====== DATA LISTING

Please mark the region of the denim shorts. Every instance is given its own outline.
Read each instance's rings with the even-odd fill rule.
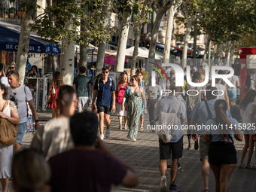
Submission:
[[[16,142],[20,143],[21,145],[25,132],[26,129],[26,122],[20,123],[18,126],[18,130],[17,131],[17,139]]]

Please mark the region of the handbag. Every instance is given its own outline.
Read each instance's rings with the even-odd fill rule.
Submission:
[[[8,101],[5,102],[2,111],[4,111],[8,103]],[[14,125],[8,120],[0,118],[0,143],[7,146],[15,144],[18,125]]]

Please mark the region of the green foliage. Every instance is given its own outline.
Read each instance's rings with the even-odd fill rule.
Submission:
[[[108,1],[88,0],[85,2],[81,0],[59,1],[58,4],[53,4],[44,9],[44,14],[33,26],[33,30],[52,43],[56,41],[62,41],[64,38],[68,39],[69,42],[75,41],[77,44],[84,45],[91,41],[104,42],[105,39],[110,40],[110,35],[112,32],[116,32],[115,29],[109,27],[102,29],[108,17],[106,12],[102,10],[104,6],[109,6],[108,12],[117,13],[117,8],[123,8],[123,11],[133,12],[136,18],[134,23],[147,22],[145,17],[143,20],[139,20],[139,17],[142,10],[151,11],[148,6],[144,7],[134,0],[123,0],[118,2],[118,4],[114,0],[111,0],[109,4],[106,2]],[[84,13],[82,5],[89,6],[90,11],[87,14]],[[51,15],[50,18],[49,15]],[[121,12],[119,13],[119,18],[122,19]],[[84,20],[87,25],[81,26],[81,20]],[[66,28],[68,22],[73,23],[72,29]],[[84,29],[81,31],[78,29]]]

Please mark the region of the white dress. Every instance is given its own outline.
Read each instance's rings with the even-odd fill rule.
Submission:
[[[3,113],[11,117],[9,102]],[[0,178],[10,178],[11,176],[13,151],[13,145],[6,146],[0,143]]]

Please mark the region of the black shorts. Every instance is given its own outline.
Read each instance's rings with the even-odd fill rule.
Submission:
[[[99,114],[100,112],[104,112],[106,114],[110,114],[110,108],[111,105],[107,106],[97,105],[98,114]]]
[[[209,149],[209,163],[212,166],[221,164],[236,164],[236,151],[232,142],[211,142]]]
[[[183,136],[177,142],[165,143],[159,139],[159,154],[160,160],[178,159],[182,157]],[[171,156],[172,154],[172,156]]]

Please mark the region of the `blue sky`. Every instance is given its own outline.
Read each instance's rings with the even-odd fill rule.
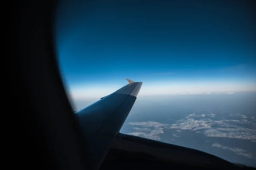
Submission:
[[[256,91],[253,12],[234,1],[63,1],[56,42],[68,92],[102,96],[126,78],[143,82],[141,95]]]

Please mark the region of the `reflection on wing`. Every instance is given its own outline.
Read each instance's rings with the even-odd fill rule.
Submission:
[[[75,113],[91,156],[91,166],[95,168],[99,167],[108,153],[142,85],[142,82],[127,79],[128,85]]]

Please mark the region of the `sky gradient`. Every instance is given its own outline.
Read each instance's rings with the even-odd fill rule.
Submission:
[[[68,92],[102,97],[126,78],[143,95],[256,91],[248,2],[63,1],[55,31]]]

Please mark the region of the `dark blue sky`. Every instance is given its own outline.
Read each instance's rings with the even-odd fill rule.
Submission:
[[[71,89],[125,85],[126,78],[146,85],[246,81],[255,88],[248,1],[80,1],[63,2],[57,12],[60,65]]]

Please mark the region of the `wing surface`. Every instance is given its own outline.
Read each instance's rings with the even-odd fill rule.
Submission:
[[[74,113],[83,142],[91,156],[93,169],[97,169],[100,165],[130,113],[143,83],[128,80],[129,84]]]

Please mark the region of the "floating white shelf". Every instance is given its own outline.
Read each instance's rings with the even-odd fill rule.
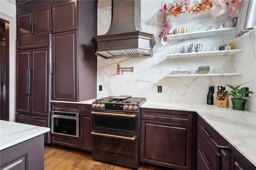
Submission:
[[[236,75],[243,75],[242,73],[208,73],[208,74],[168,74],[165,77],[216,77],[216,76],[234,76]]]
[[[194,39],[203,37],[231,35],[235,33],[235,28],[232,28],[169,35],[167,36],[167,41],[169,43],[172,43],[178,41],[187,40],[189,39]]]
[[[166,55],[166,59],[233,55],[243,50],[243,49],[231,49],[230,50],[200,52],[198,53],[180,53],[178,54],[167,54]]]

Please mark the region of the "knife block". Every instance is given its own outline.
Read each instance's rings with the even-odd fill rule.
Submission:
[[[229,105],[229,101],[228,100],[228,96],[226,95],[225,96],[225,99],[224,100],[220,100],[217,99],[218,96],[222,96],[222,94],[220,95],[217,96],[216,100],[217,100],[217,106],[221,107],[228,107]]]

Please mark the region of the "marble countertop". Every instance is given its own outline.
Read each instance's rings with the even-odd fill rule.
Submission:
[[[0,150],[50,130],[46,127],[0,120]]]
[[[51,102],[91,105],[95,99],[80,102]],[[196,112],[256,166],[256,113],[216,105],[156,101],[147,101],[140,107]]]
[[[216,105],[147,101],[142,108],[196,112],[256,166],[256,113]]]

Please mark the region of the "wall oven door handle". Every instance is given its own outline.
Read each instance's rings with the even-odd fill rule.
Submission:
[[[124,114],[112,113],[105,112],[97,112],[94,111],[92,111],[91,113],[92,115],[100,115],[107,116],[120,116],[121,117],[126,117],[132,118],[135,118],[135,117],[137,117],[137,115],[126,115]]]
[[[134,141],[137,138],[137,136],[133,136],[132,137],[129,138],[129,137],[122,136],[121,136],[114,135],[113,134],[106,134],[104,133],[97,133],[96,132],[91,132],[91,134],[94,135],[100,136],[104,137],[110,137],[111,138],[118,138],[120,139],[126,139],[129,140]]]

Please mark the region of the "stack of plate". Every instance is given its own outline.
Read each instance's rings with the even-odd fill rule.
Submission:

============
====== DATA LISTING

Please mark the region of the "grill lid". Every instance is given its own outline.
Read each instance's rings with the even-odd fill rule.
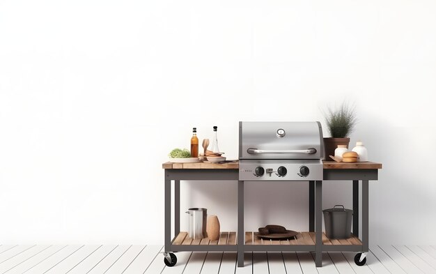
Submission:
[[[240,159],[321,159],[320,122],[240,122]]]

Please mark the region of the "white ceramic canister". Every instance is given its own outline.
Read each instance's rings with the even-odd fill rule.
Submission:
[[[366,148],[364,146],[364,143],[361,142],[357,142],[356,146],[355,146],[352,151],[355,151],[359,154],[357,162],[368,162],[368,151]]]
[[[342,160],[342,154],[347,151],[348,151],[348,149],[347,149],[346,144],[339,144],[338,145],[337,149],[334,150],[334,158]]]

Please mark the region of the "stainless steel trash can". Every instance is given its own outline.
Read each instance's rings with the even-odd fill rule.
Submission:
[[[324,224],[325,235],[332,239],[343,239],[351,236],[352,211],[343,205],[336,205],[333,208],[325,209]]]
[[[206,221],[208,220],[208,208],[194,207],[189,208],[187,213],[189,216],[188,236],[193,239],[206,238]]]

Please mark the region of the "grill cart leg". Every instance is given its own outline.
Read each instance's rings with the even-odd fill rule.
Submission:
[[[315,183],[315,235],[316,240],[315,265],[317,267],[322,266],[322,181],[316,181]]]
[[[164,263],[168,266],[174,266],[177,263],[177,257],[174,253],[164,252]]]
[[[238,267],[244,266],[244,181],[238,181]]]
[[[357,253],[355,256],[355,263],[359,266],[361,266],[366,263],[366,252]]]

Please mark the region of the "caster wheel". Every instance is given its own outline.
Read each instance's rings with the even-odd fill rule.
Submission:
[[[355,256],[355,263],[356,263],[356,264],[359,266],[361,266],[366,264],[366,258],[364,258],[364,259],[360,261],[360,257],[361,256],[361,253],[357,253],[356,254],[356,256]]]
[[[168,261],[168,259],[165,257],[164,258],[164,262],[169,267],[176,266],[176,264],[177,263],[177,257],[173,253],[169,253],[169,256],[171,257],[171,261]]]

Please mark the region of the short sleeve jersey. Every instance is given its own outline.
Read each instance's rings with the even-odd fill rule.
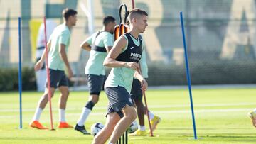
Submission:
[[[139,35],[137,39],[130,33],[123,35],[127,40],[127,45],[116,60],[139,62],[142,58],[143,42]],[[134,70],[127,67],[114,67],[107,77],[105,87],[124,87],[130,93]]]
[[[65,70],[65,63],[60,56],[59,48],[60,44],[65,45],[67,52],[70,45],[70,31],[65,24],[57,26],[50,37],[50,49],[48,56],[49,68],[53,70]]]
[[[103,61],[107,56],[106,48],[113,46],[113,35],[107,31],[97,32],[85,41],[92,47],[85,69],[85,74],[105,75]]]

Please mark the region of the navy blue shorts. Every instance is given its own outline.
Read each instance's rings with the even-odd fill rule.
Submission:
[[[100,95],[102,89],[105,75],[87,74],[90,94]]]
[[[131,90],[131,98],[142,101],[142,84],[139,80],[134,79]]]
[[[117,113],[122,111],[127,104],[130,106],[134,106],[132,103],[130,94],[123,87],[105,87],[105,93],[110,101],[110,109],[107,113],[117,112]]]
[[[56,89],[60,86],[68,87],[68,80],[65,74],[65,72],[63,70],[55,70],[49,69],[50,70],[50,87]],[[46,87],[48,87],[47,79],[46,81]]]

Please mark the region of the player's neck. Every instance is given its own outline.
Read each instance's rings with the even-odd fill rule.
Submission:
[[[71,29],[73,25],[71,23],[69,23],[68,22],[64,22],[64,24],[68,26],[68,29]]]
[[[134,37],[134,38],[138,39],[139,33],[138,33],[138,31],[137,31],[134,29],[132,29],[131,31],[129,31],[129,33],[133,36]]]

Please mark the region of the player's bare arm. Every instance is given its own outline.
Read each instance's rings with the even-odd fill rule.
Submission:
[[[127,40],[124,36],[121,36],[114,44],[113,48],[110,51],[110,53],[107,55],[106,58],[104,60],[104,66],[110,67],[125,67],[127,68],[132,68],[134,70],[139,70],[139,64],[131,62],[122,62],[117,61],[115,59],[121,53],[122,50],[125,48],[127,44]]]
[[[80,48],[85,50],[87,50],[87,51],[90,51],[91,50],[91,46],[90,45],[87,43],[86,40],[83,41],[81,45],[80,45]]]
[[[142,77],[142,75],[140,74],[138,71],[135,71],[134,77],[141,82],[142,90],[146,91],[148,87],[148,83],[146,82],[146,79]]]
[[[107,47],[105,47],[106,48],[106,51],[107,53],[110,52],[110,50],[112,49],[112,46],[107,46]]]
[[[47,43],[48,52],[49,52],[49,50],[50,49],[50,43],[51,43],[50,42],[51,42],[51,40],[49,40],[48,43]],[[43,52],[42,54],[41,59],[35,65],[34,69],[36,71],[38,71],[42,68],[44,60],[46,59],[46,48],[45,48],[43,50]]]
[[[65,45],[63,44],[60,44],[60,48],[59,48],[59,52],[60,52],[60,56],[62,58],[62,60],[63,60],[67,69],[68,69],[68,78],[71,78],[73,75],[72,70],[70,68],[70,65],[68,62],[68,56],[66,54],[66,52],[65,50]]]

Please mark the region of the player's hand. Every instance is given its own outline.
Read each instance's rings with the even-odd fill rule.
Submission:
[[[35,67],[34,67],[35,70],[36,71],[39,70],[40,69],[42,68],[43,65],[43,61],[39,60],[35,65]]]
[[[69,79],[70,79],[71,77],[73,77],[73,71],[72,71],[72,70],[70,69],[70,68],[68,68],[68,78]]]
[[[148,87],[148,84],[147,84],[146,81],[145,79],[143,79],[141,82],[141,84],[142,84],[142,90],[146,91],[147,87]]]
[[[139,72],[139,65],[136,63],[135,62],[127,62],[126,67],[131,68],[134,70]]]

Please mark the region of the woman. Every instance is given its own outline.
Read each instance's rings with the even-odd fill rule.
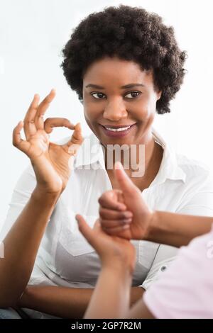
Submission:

============
====== DATA LISTING

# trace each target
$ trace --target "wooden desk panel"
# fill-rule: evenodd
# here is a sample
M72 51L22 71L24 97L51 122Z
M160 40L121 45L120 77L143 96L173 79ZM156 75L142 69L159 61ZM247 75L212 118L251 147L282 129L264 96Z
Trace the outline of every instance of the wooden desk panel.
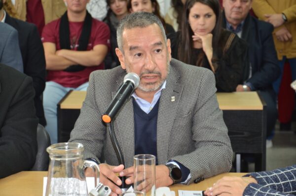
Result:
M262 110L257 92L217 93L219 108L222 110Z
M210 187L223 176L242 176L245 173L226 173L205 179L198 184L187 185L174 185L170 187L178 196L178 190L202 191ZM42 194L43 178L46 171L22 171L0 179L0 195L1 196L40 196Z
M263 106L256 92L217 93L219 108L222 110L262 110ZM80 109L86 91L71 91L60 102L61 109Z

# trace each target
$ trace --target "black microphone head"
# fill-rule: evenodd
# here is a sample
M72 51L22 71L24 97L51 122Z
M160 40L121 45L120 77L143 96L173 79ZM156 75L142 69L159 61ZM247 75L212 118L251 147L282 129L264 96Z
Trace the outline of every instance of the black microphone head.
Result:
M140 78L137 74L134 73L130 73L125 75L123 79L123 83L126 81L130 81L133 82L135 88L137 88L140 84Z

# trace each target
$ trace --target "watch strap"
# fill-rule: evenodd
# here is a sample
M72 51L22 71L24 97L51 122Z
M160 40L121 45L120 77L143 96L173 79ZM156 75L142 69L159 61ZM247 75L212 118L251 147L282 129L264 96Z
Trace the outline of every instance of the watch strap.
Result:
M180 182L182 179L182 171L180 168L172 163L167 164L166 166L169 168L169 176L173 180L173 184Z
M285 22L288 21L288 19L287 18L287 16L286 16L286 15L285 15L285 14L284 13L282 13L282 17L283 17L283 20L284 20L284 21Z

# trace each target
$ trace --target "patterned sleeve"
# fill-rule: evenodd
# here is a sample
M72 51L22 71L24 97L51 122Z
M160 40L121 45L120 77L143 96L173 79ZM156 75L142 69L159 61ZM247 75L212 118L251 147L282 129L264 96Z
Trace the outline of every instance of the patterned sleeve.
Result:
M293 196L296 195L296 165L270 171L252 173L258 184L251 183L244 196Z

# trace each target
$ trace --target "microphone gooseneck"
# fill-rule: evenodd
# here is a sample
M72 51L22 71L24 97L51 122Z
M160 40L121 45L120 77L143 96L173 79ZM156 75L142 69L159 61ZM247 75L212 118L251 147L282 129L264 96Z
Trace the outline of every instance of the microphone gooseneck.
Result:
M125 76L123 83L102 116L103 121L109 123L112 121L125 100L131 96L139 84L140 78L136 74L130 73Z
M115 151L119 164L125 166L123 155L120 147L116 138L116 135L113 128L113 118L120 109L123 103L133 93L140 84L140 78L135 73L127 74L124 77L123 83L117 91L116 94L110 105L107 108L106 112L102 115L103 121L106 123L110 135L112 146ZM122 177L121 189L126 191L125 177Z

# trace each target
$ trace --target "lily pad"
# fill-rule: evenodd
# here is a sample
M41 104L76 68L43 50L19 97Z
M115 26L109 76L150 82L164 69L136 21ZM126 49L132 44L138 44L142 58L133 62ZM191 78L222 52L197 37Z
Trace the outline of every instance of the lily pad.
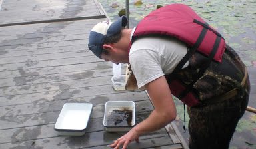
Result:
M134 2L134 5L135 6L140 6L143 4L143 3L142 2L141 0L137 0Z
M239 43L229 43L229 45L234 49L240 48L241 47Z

============

> _THE REQUEST_
How many lines in the listing above contain the string "strap"? Reply with the number only.

> _RESPONSE_
2